## start
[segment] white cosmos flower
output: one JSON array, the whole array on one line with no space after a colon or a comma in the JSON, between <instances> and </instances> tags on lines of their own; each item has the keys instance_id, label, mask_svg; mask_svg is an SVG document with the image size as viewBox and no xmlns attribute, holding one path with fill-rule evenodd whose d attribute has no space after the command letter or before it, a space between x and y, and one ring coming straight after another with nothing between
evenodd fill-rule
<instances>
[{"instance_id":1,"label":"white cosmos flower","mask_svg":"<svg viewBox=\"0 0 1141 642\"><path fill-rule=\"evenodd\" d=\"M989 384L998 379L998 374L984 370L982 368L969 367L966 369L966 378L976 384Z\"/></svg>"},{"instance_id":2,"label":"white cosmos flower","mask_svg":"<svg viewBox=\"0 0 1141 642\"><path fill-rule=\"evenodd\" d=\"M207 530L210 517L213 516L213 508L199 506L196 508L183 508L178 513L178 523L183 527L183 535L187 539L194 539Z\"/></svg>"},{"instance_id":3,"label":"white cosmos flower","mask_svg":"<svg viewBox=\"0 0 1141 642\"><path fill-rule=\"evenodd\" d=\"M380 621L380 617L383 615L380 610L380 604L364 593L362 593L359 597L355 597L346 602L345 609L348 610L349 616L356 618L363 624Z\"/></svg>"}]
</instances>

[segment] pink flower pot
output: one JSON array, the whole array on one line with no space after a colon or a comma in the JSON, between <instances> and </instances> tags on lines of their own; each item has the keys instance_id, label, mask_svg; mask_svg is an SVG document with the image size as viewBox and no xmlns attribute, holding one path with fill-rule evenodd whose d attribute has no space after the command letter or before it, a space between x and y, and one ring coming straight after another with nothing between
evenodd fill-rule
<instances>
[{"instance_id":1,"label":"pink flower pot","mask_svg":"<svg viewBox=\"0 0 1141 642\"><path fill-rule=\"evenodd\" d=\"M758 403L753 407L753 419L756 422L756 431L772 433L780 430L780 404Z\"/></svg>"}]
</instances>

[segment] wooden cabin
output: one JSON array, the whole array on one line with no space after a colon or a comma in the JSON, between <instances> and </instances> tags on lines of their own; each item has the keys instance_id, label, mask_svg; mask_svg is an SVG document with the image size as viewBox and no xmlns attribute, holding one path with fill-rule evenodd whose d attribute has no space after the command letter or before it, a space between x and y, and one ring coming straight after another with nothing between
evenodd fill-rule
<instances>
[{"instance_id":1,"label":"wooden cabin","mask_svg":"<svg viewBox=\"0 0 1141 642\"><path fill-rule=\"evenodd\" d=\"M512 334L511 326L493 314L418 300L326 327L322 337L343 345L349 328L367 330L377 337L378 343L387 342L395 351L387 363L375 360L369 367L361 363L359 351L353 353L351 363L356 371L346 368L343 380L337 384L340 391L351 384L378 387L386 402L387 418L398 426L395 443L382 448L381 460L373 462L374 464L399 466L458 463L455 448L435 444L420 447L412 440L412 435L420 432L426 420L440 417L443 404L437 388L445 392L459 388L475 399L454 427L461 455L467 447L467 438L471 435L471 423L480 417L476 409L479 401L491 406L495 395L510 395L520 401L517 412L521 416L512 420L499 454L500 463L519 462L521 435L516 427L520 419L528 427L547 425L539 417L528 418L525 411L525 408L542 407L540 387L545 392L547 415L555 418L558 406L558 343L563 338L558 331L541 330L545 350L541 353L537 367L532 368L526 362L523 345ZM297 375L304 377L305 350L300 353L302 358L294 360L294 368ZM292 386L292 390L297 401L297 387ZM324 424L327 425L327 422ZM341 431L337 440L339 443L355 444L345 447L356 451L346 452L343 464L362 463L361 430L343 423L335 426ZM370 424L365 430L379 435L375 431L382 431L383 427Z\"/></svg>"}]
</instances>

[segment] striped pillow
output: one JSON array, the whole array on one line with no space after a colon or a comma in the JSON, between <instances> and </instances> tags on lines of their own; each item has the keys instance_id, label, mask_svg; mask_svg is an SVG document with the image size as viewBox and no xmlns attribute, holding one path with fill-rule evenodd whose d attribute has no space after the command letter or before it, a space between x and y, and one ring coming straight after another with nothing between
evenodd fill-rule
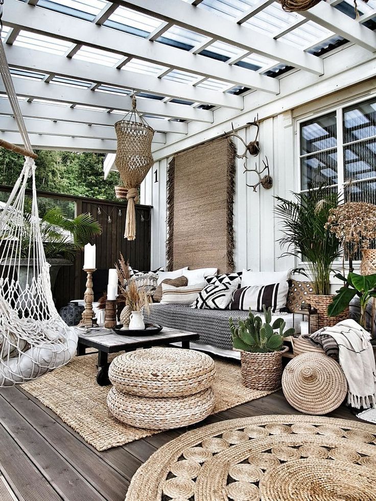
<instances>
[{"instance_id":1,"label":"striped pillow","mask_svg":"<svg viewBox=\"0 0 376 501\"><path fill-rule=\"evenodd\" d=\"M185 287L174 287L168 283L162 283L161 304L192 304L206 285L206 282L196 283Z\"/></svg>"},{"instance_id":2,"label":"striped pillow","mask_svg":"<svg viewBox=\"0 0 376 501\"><path fill-rule=\"evenodd\" d=\"M286 282L287 283L287 282ZM280 283L268 285L250 285L236 291L232 296L230 309L262 312L263 305L269 306L272 312L279 312L286 305L288 288L281 287Z\"/></svg>"}]
</instances>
## end
### GIVEN INSTRUCTION
Recast the items above, from the line containing "[segment] striped pillow" through the last line of the items, as a Markdown table with the columns Row and Line. Give one row per line, skip blank lines, and leave the pictures out.

### TASK RESULT
| Row | Line |
|---|---|
| 1 | [segment] striped pillow |
| 2 | output: one JSON array, the whole array on one line with no space after a colon or a comma in the JSON, between <instances> and </instances> tags on lines of their own; each item has the keys instance_id, label, mask_svg; mask_svg is an SVG document with the image size as viewBox and no xmlns attribute, holding one path with fill-rule evenodd whose d attribute has no space after the command letter or before it, a space between x and y, and one ring coming straight after another with nothing between |
| 3 | evenodd fill-rule |
| 4 | <instances> |
| 5 | [{"instance_id":1,"label":"striped pillow","mask_svg":"<svg viewBox=\"0 0 376 501\"><path fill-rule=\"evenodd\" d=\"M185 287L174 287L168 283L162 283L161 304L192 304L206 285L206 282L196 283Z\"/></svg>"},{"instance_id":2,"label":"striped pillow","mask_svg":"<svg viewBox=\"0 0 376 501\"><path fill-rule=\"evenodd\" d=\"M286 282L287 283L287 282ZM280 283L268 285L250 285L236 291L232 296L230 309L262 312L263 305L269 306L272 312L279 312L286 305L288 288L281 287Z\"/></svg>"}] |
| 6 | </instances> |